Text passage:
──────

202410251213
Status: #idea
Tags: Financial Machine Learning
State: #nascient

Project Proposal

Idea

Build a program for portfolio balancing that makes use of data and genetic algorithms to create portfolios optimized for given regimes.

It can be understood similarly to a mixture of expert portfolio balancing expert that functions as follows. We have an oracle (HMM) that estimates from data the current market regime.

Based on the given market regime, we have carefully selected portfolios that have been shown to best maximize a list of objective deployed.

Strategy

Train a generative model on the S&P to make us able to generate realistic synthetic data/Alternatively simply use Monte Carlo and random data.
Train a Hidden Markov Model for regime identification. This will be the cortex of our algorithm and it will make deploy portfolios based on its estimation of the current market regime. We do expect some amount of delay and losses due to the time it takes to detect with a sufficient level of confidence that we are in a given regime, and we do predict it will take tuning to get a good model, but this will be the most important part of the model and we are ready to take on these losses.
Use reinforcement learning (evolutionary algorithms to encode portfolio allocations and test their performance.)
- Chromosome represent a vector of 30 or so positions, where the entries sum to 1.
- First 10 entry would give us coverage on equities, 10 next on bonds, and the final 10 on resources like fuel/gold/rare minerals.
Contrast to an "expert-based" strategy of every year investing 50% in US bonds and 50% on the S&P AND simply putting it all on the S&P without thinking about it. These are our baselines.

The goal is to see if the use of evolutionary algorithms and hidden Markov models can lead to a better performance when balancing portfolios. If this works, this could be used by banks and investment funds for the sake of better allocating capital to protect them from economical downturn whilst still maximizing profit.

Methodology

Get data from yfinance or investing.com based on which one has the most easily available data..
Clean and filter that data, potentially create a database for it.
Leave the 10 most recent years out of the training dataset (we include COVID in on purpose to see how the algorithm copes with unforeseen events)

──────

Dataset records:
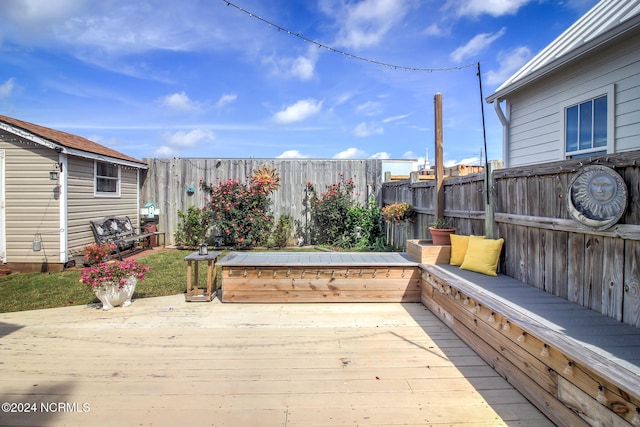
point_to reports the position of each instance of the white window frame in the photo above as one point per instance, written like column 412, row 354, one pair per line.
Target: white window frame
column 95, row 180
column 609, row 92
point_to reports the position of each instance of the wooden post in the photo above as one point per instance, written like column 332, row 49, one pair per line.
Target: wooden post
column 439, row 202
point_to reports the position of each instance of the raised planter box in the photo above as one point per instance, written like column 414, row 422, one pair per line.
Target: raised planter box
column 319, row 277
column 425, row 252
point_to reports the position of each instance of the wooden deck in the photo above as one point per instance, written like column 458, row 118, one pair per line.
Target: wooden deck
column 167, row 362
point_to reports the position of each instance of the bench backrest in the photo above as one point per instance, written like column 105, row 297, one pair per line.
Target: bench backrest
column 112, row 228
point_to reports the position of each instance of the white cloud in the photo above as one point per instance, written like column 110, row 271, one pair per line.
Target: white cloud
column 510, row 62
column 6, row 88
column 369, row 108
column 292, row 154
column 188, row 139
column 226, row 99
column 179, row 102
column 435, row 30
column 475, row 8
column 350, row 153
column 365, row 23
column 164, row 152
column 476, row 45
column 395, row 118
column 367, row 129
column 298, row 112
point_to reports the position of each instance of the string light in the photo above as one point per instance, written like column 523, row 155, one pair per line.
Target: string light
column 343, row 53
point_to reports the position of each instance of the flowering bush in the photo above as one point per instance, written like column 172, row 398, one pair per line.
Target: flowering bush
column 398, row 212
column 114, row 273
column 192, row 227
column 328, row 211
column 241, row 213
column 94, row 253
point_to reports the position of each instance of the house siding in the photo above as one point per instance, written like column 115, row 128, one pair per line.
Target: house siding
column 32, row 201
column 83, row 206
column 536, row 118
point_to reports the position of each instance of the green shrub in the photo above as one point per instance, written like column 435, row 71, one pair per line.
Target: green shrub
column 282, row 233
column 193, row 227
column 240, row 213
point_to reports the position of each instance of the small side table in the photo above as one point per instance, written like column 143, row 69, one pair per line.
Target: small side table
column 193, row 292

──────

Questions to answer:
A. Can you rewrite the paragraph of the portfolio-balancing proposal that begins "The goal is to see if" more briefly, keeping its main facts?
B. Continue the portfolio-balancing proposal from its last line.
The listing has nothing to do with the portfolio-balancing proposal.

Answer section:
A. The aim is to test whether evolutionary algorithms and hidden Markov models improve portfolio-balancing performance. If they do, banks and investment funds could use the approach to allocate capital better, shielding themselves from economic downturns while still maximizing profit.

B.
Train a timeseries generator based on a GAN approach. This would be combined or not with Monte Carlo to artificially expand our datasets. This will be used to test the robustness of the HMM.

For the evolutionary algorithm we'd want to reward exploration of the search space and trying novel strategies.
We'd want to give the user the ability to weight their allocation in general, such that we can encode the model and the chromosomes to have a bias towards equities, or bonds or whatever.

We'd make use of Pareto fronts to only select the most fit candidates that maximize the Sharpe ratio while minimizing the transaction costs and the spikedness of the equity curve (this should be accounted for by the Sharpe ratio but it might make sense to give it its own measurement.)

Obvious Constraints

probability vector for the chromosome
negative values are not allowed

Tools

Python and all relevant framework
Potentially Rust and SQL for data infrastructure
Investing.com and Yfinance for financial data

Data Analysis Goals

The goal is to create a data-driven portfolio strategy and then report on the performance of said strategy compared to more traditional methods such as simply putting it all on red (the S&P) or the also often seen 50/50 allocation in US equities and bonds. The first is touted to lead to the most growth and since we invest in the US stock market, it is relatively safe because of all the regulations that are involved in trading there; the other is even safer as the US government is not known to default on its debt.

Obviously here the term safe is entirely relative, investing in general is not safe and one should be cognizant of the possibility of losing money.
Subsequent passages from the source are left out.